Directions:
List every line in the records below that contains the word "each".

Supplied information:
****************

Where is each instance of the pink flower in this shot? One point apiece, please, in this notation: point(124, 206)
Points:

****************

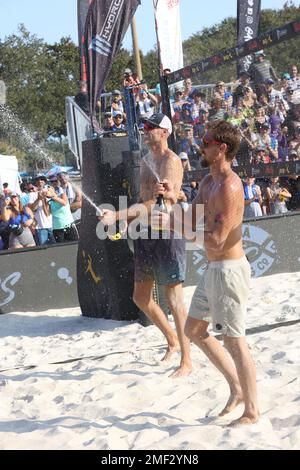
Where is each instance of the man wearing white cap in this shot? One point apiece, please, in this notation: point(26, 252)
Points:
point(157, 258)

****************

Reply to the exercise:
Where is each instance of the pink flower in this shot? One point apiece, please, in this notation: point(124, 206)
Where is each instance of the man wearing white cap in this shot? One point apiece, please, in this notation: point(26, 252)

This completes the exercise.